__REQUIRED ACTION__
Copy out every line in the entries below that includes "stick".

__Saved entries__

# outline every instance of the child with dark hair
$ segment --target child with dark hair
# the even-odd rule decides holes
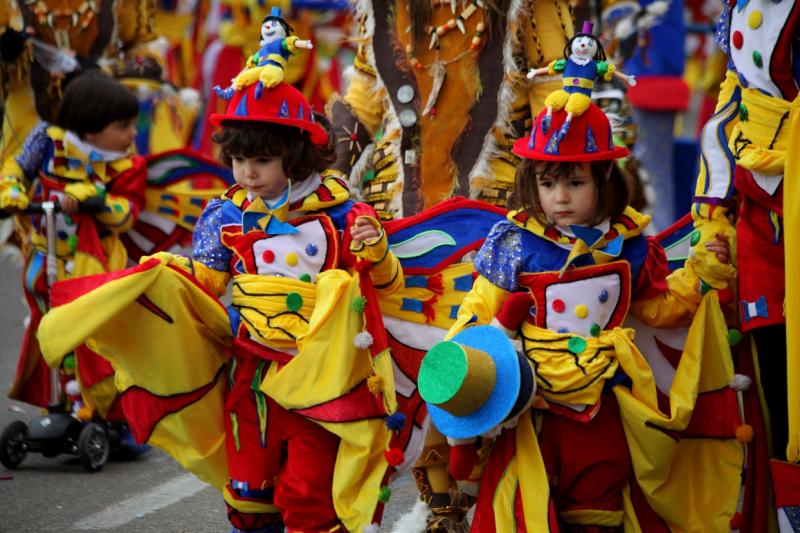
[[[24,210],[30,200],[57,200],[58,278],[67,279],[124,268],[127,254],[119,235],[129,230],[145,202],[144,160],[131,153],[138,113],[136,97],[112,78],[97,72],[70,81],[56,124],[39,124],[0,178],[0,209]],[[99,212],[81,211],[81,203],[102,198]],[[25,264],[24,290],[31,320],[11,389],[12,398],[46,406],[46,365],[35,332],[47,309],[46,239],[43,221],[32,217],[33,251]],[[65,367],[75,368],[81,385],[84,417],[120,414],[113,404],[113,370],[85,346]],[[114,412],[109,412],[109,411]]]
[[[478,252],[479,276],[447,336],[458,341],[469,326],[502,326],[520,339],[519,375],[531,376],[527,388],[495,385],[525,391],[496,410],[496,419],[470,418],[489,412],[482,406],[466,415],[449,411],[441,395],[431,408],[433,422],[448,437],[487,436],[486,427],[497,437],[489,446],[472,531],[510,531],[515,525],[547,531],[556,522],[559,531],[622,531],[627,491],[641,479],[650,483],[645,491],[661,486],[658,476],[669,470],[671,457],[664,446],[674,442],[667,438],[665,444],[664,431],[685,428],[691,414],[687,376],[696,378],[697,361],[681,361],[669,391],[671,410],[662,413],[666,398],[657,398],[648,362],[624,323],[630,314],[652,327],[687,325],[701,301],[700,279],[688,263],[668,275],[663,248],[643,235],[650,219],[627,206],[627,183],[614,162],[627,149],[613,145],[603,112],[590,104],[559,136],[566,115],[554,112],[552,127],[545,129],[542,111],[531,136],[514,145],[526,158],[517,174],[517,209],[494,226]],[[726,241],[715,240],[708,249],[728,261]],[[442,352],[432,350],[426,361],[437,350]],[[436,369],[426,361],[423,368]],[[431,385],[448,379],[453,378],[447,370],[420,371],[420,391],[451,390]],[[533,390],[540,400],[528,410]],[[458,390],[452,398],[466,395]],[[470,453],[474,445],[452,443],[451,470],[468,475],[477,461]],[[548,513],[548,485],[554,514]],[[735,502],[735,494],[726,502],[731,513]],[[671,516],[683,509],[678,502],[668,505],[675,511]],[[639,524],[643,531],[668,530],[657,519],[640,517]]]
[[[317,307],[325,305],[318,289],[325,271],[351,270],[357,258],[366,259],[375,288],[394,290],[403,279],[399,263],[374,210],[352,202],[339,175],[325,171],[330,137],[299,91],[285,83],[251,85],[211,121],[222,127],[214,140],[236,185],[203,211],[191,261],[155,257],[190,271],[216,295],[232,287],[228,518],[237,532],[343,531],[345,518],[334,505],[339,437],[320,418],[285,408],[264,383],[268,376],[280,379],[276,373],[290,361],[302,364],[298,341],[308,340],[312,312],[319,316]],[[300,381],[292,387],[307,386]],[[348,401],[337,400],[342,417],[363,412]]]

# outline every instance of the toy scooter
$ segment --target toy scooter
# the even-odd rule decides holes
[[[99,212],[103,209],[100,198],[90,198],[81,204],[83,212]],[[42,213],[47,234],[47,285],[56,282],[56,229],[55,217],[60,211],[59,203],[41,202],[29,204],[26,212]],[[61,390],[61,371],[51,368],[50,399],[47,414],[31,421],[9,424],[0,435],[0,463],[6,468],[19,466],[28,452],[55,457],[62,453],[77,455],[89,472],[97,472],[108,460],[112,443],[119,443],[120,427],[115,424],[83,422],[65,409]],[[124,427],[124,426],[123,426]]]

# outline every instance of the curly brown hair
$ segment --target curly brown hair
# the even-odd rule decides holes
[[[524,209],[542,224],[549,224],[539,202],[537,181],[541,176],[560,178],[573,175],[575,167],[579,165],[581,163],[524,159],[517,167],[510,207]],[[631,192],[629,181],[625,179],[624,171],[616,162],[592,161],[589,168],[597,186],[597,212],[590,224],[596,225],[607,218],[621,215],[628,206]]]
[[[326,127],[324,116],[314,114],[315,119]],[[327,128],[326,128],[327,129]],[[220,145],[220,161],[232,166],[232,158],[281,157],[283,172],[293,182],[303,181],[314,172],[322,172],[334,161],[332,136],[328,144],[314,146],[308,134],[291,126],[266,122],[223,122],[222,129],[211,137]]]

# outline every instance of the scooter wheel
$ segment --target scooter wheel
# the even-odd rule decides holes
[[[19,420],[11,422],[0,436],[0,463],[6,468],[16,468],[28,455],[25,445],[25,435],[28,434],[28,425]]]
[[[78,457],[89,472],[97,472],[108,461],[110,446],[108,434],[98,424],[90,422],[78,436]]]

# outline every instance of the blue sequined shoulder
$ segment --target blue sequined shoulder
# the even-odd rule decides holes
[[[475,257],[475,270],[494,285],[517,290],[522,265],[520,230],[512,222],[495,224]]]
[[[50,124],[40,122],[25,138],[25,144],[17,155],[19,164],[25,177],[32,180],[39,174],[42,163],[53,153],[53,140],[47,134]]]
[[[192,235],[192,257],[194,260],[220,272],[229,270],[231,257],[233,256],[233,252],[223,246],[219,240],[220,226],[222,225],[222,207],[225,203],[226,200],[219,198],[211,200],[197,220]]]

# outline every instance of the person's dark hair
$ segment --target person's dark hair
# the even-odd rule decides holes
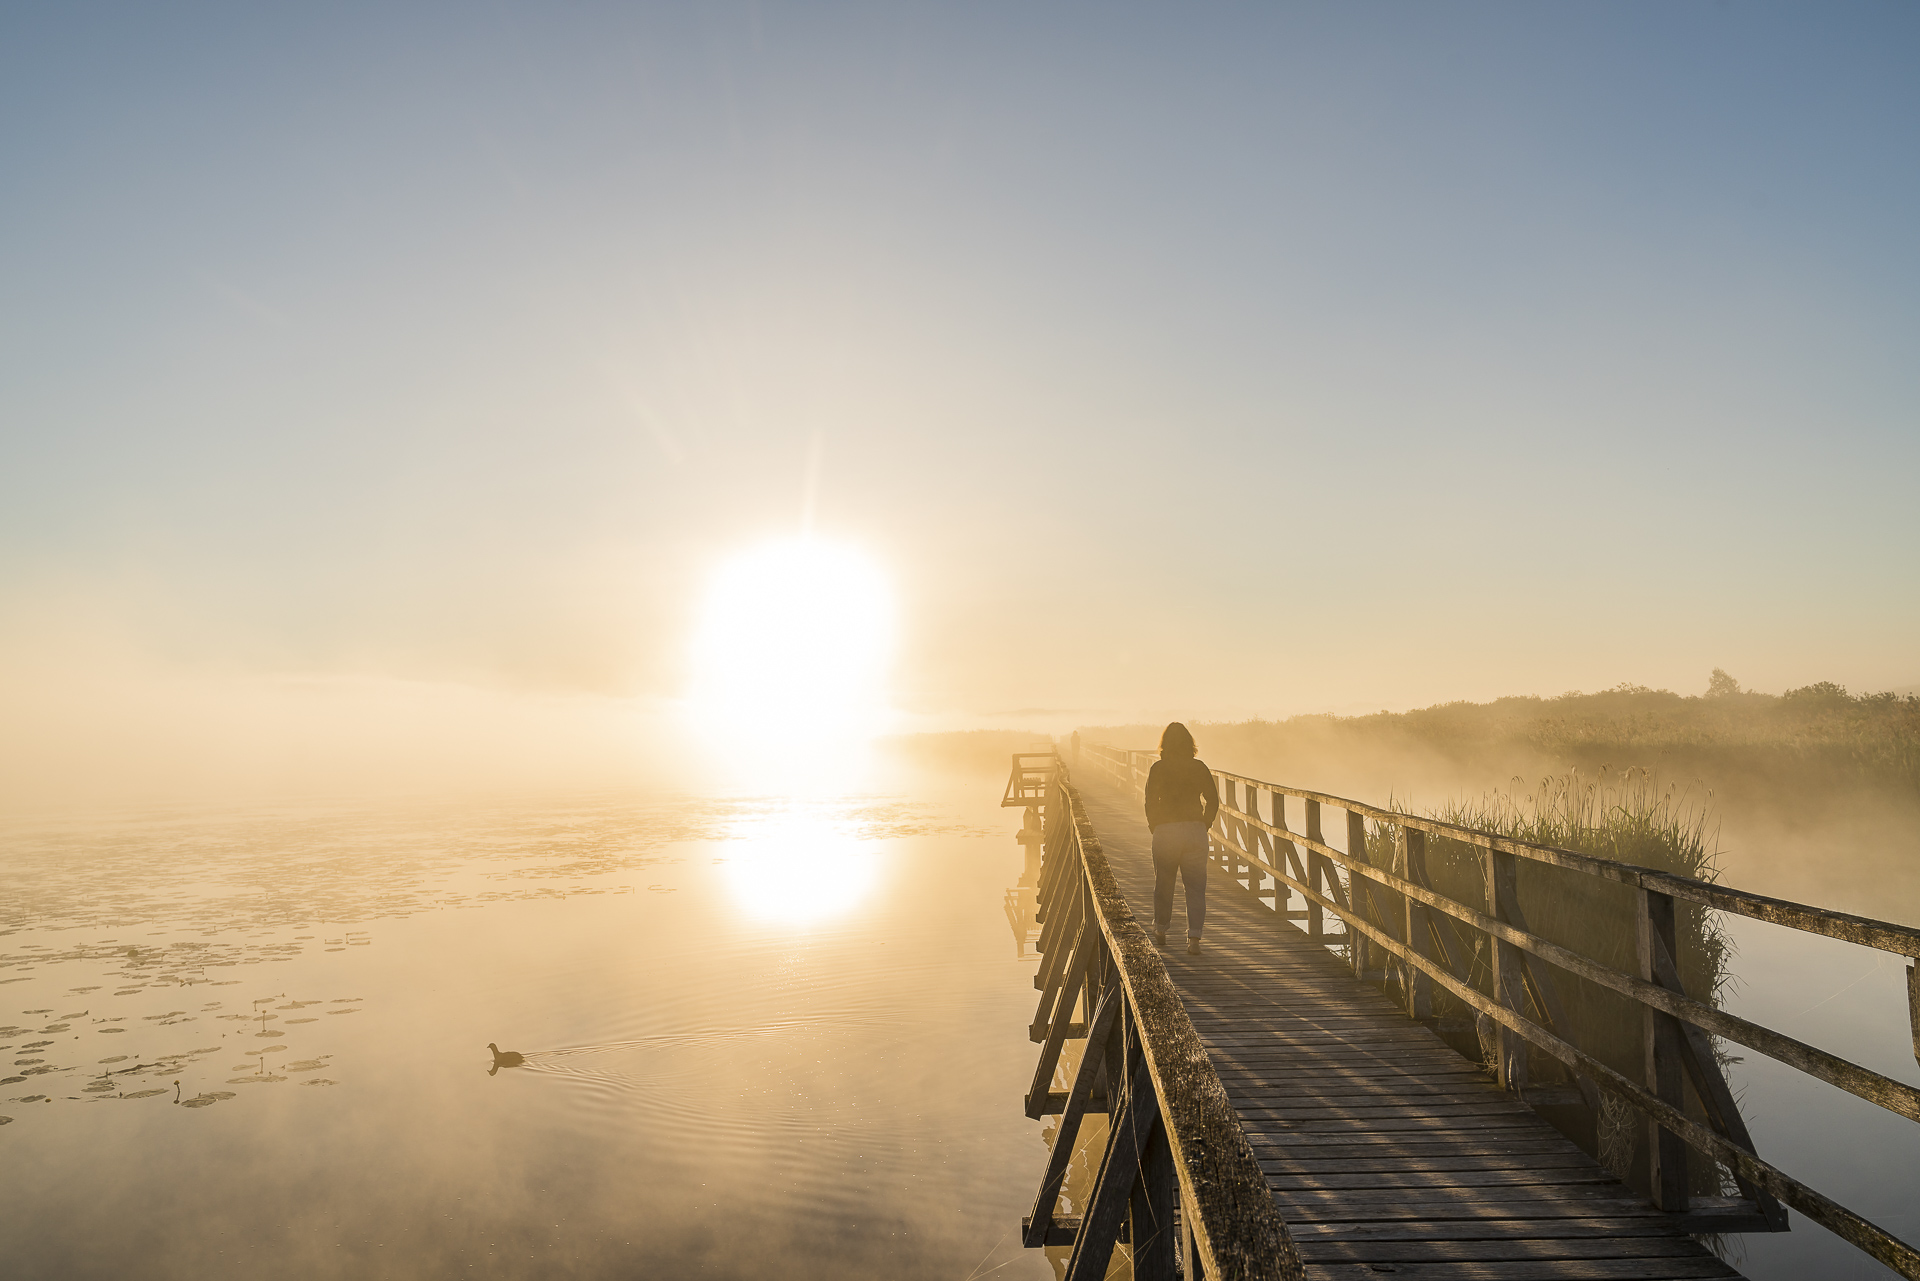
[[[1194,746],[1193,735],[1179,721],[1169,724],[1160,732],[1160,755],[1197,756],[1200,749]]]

==

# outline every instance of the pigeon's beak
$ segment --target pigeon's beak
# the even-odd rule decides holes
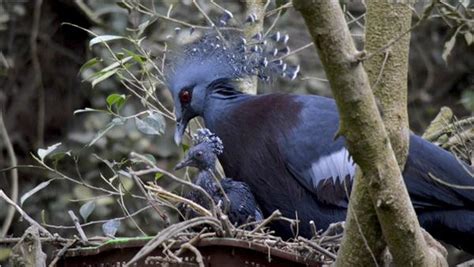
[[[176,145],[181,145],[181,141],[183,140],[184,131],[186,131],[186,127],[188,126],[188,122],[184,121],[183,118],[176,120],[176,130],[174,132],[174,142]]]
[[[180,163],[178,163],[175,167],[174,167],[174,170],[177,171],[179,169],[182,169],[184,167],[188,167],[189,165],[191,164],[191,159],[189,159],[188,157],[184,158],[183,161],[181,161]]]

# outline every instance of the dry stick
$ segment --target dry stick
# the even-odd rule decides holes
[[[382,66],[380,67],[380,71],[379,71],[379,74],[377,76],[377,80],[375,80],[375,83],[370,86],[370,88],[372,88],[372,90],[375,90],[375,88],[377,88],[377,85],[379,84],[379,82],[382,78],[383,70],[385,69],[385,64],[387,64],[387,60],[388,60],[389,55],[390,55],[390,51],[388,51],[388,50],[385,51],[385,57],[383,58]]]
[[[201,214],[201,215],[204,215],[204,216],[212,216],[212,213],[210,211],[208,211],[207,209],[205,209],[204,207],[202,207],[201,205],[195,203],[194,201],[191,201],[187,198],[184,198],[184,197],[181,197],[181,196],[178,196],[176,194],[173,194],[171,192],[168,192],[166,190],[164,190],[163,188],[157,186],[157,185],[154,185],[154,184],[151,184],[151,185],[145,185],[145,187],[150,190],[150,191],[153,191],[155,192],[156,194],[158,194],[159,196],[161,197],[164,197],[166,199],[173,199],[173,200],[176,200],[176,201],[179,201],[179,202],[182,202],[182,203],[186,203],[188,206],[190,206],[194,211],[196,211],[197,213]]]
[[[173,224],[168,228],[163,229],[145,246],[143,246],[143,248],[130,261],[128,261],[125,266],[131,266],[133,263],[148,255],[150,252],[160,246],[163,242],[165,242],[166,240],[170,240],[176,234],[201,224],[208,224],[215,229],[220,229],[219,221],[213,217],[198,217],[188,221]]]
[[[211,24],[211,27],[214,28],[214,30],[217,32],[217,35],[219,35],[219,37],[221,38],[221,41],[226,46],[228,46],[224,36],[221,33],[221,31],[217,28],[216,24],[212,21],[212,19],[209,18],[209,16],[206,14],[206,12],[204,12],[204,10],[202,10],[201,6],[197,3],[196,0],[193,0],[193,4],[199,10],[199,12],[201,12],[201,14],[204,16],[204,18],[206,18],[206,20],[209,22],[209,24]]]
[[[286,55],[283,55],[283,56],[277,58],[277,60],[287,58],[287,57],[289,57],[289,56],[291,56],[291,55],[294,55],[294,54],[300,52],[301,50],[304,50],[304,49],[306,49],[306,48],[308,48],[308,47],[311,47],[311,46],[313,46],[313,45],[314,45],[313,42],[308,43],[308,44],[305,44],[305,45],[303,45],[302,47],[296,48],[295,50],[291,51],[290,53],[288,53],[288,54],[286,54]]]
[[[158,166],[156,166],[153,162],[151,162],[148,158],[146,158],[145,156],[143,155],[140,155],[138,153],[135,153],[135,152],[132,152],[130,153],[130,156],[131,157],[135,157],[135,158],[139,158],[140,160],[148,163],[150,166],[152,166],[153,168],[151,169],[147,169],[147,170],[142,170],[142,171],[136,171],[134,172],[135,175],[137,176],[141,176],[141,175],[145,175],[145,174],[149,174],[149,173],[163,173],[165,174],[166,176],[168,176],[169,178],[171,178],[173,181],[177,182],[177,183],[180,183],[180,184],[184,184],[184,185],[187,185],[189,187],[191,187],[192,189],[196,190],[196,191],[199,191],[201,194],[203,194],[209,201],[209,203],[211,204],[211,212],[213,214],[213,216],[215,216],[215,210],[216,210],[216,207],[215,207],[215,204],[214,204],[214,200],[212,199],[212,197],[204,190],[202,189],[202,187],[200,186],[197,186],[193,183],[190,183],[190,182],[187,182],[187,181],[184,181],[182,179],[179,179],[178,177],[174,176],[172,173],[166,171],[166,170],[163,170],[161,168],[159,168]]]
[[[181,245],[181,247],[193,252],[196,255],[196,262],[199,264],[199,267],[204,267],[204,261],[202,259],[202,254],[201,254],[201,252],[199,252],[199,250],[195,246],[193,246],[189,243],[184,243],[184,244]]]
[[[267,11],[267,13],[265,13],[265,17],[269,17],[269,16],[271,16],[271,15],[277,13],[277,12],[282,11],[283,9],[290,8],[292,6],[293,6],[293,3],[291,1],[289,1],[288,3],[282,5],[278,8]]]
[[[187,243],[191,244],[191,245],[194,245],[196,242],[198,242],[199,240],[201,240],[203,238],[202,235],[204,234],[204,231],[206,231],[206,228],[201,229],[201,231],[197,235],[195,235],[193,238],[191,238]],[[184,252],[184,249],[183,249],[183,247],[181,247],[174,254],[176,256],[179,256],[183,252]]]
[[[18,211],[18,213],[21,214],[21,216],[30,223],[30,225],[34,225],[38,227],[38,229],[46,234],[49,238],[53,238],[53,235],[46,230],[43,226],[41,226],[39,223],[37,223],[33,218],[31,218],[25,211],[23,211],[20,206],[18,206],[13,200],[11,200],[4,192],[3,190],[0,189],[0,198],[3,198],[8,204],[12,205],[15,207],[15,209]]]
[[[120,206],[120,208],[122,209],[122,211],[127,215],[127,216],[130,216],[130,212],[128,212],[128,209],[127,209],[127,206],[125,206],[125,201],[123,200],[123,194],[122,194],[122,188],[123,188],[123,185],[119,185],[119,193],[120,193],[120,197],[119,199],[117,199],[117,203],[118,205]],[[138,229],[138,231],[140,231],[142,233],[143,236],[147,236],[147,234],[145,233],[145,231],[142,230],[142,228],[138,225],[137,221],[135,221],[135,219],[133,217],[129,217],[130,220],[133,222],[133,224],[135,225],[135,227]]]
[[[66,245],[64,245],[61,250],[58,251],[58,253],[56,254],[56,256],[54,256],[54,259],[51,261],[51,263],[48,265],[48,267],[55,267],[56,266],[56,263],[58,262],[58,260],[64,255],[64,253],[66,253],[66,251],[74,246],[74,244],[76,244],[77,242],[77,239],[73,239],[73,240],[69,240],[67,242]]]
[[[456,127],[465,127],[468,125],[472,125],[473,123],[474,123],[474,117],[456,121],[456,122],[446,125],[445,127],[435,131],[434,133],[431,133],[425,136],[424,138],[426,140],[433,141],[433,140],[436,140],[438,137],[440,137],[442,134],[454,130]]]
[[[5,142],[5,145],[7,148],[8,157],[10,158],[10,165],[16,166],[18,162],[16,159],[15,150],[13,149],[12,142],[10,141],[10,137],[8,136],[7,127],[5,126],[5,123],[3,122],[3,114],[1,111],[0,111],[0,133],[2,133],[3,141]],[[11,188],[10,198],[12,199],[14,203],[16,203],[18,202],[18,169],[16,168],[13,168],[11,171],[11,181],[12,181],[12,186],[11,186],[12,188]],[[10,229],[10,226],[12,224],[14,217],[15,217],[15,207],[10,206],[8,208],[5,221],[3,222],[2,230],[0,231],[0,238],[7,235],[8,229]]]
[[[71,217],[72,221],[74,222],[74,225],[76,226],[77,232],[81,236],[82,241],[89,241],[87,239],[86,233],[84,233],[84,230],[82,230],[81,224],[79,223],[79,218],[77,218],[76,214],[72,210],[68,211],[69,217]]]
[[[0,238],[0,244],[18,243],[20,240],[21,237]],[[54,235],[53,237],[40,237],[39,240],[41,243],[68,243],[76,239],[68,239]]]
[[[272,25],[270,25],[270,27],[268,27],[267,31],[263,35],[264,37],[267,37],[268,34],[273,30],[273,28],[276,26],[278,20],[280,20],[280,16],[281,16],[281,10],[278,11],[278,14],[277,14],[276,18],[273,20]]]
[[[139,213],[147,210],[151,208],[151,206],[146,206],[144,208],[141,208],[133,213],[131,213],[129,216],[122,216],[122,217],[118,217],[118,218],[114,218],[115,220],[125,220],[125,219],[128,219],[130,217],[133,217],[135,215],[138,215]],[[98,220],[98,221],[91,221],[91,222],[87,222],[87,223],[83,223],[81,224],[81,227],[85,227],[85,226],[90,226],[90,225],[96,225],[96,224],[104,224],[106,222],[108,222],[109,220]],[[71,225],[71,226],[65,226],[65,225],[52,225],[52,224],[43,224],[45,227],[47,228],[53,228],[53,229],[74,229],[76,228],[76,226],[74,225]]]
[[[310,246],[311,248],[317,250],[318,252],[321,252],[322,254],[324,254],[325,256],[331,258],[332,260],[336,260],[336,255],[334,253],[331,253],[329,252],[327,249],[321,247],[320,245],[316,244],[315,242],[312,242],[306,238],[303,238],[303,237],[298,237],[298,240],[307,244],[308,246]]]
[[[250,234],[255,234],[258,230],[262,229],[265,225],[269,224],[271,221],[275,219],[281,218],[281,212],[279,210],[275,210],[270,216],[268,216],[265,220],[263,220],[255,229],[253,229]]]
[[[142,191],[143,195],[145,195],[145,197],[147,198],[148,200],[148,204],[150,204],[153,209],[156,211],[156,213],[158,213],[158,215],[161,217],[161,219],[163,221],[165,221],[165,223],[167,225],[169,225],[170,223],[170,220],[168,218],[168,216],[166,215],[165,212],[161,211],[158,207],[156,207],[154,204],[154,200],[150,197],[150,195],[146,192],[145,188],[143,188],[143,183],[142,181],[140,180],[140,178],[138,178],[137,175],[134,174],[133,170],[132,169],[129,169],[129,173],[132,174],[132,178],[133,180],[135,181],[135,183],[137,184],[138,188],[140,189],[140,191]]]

__YOUR SOLUTION__
# outline every instance of the dry stick
$ segment --target dry stick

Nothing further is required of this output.